▸ Work to complete: In the material below, the lines to repeat exactly run from the one containing "# indicate x" to the very last line, both included.

▸ Record excerpts:
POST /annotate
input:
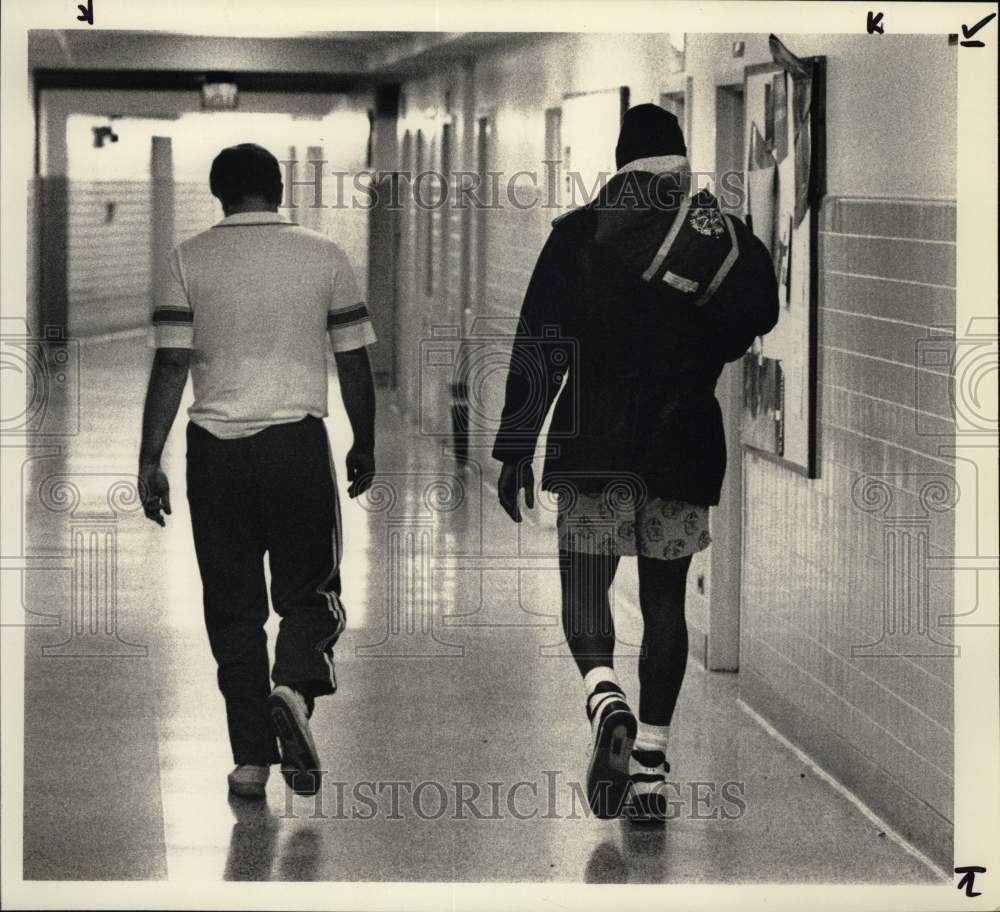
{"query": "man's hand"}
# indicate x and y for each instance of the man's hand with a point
(360, 469)
(512, 479)
(154, 490)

▸ Expected answer:
# indicate x and y for each instance of the man's hand with a point
(360, 469)
(512, 479)
(154, 490)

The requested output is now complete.